◆ **포인팅 레코드**
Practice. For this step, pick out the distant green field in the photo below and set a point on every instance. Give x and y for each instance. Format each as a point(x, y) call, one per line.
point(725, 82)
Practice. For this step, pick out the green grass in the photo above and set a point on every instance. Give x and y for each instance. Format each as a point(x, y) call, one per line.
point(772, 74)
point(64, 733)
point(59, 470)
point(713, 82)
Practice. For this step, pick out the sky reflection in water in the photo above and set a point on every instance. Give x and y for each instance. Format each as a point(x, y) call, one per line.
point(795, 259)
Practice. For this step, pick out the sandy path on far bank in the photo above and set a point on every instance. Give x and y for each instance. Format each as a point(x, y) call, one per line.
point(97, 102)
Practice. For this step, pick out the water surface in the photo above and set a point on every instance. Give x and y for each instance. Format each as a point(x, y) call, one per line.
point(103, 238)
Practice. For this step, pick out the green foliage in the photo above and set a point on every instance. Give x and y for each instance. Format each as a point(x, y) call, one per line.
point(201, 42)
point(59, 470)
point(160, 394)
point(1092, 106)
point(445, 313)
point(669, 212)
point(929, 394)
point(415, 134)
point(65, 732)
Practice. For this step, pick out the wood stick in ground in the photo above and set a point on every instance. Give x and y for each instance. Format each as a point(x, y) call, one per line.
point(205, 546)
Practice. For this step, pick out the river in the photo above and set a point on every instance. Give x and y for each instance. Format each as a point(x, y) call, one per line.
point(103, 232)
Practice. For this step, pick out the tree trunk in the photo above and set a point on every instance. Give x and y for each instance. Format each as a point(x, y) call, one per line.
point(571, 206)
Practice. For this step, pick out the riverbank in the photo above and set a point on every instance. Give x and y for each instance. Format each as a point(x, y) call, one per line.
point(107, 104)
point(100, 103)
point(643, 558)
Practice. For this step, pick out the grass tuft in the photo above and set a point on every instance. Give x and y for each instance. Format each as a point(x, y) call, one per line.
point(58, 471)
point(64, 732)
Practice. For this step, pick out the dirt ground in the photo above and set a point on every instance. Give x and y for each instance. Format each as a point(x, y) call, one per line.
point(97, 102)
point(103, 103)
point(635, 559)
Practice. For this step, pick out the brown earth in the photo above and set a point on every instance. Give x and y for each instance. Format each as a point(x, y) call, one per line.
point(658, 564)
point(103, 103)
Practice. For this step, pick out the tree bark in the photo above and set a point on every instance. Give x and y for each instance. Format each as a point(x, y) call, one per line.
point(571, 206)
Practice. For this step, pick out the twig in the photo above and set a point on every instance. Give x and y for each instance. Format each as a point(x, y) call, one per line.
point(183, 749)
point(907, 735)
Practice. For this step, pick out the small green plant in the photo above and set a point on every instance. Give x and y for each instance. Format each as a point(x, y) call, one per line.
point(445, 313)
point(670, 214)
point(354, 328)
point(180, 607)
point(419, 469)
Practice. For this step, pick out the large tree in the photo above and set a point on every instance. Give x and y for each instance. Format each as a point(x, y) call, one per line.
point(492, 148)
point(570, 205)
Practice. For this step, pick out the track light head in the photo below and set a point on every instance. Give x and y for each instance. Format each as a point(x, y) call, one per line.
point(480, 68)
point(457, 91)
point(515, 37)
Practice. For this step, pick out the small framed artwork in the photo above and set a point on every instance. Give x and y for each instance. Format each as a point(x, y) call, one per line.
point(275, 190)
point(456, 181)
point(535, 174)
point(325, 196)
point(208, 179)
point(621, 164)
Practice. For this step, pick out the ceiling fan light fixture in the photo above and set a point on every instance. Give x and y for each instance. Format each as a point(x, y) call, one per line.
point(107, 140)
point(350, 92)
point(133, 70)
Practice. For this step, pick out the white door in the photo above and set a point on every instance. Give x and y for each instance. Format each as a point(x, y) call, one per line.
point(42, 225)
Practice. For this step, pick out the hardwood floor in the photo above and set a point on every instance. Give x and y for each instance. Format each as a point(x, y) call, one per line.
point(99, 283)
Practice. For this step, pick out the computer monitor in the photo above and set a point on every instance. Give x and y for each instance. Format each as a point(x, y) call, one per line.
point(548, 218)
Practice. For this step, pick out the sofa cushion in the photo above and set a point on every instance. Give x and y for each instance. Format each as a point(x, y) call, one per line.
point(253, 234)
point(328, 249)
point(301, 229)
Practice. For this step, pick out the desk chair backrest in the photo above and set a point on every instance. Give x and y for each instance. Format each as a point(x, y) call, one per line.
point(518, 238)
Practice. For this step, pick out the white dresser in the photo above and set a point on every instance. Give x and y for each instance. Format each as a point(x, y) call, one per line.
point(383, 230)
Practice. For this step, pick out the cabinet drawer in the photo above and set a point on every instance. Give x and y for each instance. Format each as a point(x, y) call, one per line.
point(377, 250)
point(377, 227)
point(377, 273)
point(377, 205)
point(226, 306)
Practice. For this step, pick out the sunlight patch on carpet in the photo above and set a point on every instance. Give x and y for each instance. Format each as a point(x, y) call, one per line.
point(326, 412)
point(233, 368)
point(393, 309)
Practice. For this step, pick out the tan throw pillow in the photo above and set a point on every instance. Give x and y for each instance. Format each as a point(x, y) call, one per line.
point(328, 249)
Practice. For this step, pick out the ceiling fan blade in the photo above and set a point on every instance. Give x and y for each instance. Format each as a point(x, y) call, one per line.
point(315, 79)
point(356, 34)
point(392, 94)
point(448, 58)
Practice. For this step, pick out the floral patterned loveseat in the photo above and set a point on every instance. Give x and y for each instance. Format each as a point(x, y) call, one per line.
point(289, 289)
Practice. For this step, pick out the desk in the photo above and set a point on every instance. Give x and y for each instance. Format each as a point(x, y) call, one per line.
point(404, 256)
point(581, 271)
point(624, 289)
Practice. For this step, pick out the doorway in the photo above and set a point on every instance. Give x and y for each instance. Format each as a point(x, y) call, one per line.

◆ **작업 지시**
위의 행을 빠짐없이 번호 매긴 목록으로 변환하고, 빈 줄은 제외하십시오.

◆ **최종 결과**
1. Practice. For this step, pick out the distant green field in the photo below and set a point on every instance. Give x and y for each instance. Format each as a point(x, y) call, one per line.
2. point(725, 82)
3. Practice. For this step, pick out the green grass in the photo above and set a point on every instance. Give x and y for each instance. Format each as a point(x, y) call, one per line.
4. point(772, 74)
5. point(64, 733)
6. point(59, 470)
7. point(713, 82)
8. Practice. For this step, pick out the sky reflection in water in the photo above and set a point on every instance. Give x and y for each instance. Format each as a point(x, y) call, one per line.
9. point(795, 259)
10. Practice. For this step, pick out the sandy path on far bank in the photo above and set a point on every instance. Give x and y for each instance. Format each as a point(x, y) call, one per line.
11. point(97, 102)
12. Practice. For this step, pick out the water surface in the photo above and set a point on every instance. Give x and y for each instance. Format each as a point(x, y) call, one per line.
13. point(103, 238)
14. Practice. For this step, pick out the green foliage in the photo above and set a point on every instance. Give x and y for each instance. Format each as a point(x, y) call, one per line.
15. point(201, 42)
16. point(59, 470)
17. point(160, 394)
18. point(1092, 106)
19. point(445, 313)
20. point(669, 212)
21. point(929, 394)
22. point(415, 134)
23. point(65, 732)
24. Practice. For this step, pick out the wood stick in ground in the photo above and set a point on every instance. Give x and y for each instance. Format each as a point(x, y) call, one per line.
25. point(205, 546)
26. Practice. For this step, pick out the river in the photo above and set a point on every instance. Give x and y for each instance. Format each as a point(x, y) call, one per line.
27. point(103, 232)
28. Practice. For this step, pick out the tree trunk in the photo above and set a point on every instance. Give x and y for each instance. Format each as a point(x, y) call, one per line.
29. point(571, 206)
30. Practice. For this step, pick out the riverbank in the photo above and set a point on every instance. Give x and y for each instance. Format each as a point(x, y) call, one per line.
31. point(107, 104)
32. point(100, 103)
33. point(643, 558)
34. Practice. For this step, pick out the grass tuft in the photo above and set a point on every instance. Give x and y for each instance. Format each as a point(x, y) call, one per line.
35. point(58, 471)
36. point(64, 732)
37. Practice. For this step, pick out the dirt ground in the photo above and set a point on every instance. Give x and y for each instance. Format each as a point(x, y) call, one per line.
38. point(97, 102)
39. point(103, 103)
40. point(635, 559)
41. Practice. For this step, pick out the brown earth in the photo above and set a point on every instance. Give x and y for each instance. Format each as a point(x, y) call, one per line.
42. point(658, 564)
43. point(103, 103)
44. Practice. For this step, pick out the tree bark in the photo above and set a point on every instance. Give x and y for each instance. Format each as a point(x, y) call, one per line.
45. point(571, 206)
46. Practice. For this step, pick out the twig in the photo above and set a point on every instance. Give x and y for each instance. Format each as a point(x, y) call, one per line.
47. point(183, 749)
48. point(907, 735)
49. Practice. For this step, pick out the small green plant in the photo above and set a point on every instance. Give x and y for each instance. Format each as a point(x, y) call, one per line.
50. point(445, 313)
51. point(670, 214)
52. point(354, 328)
53. point(180, 607)
54. point(419, 469)
55. Practice. For this step, pick out the large tree in the photo above and set a point on every instance. Give x and y for each instance. Format each as a point(x, y) call, one per line.
56. point(492, 148)
57. point(570, 205)
58. Practice. For this step, pick out the track light head in the photo below and set a point on every instance. Give x and y for each instance. Format each as a point(x, y) call, one per line.
59. point(480, 68)
60. point(457, 91)
61. point(515, 37)
62. Practice. For this step, pick out the small framed artwork in the photo above and set a point on every instance. Give x and y for each instance. Format each as a point(x, y) call, one per line.
63. point(275, 190)
64. point(456, 181)
65. point(535, 174)
66. point(325, 196)
67. point(208, 179)
68. point(621, 164)
69. Practice. For this step, pick out the ceiling fan light fixture in the photo above and set a point on every instance. Give x and y for each instance. Format each as a point(x, y) call, one per line.
70. point(107, 140)
71. point(350, 92)
72. point(133, 70)
73. Practice. For this step, pick out the white door in the photo above and set a point on every instance. Give x and y for each instance. Format each as a point(x, y) call, one per line.
74. point(42, 225)
75. Practice. For this step, pick out the hardwood floor in the photo above and set a point on every instance. Give x and y for each instance. Format each as a point(x, y) call, one per line.
76. point(99, 283)
77. Practice. For this step, pick out the computer monitor in the photo above and set a point on every instance. Give x and y for each instance. Format each as a point(x, y) call, one per line.
78. point(548, 218)
79. Practice. For this step, pick out the sofa cushion in the photo above and set a point on every instance. Give x and y for each instance. Format each as a point(x, y) call, one per line.
80. point(253, 234)
81. point(328, 249)
82. point(301, 229)
83. Practice. For this step, pick out the desk chair backrest in the photo above and set a point on every instance. Give x and y for each instance. Format each as a point(x, y) call, one per line.
84. point(518, 238)
85. Practice. For this step, pick out the white dresser in the photo above and set a point on every instance. Give x and y for each instance. Format each as a point(x, y) call, one per line.
86. point(383, 230)
87. Practice. For this step, pick out the cabinet drawer in the photo above and set a point on every instance. Give x and y for each instance. Format each as a point(x, y) call, one per line.
88. point(377, 250)
89. point(377, 227)
90. point(377, 273)
91. point(377, 205)
92. point(226, 306)
93. Practice. For this step, pick out the sunlight patch on carpet in the photo above and set a point on every instance. Give x and y for each instance. Format each as a point(x, y) call, one per line.
94. point(326, 412)
95. point(233, 368)
96. point(393, 309)
97. Practice. For this step, pick out the tan throw pillow in the photo above and set a point on every instance. Give x and y for each instance. Format each as a point(x, y) call, one per line.
98. point(328, 249)
99. Practice. For this step, pick out the ceiling fan blade in the photo above and set a point on every instance. Give x and y for each instance. Format each as a point(x, y) call, one per line.
100. point(315, 79)
101. point(356, 34)
102. point(392, 94)
103. point(448, 58)
104. Practice. For this step, pick out the floral patterned loveseat in the photo above and set a point on every instance. Give x and y for each instance. Format each as a point(x, y) call, one per line.
105. point(289, 289)
106. Practice. For this step, pick out the desk in the photo above and set a point on every instance. Give x and y for each instance. Format each as a point(x, y) call, one per line.
107. point(404, 256)
108. point(581, 271)
109. point(624, 289)
110. Practice. For this step, pick out the doorway in the photo above and set a point on every instance. Give x and y for each instance. Format each as a point(x, y) call, one per line.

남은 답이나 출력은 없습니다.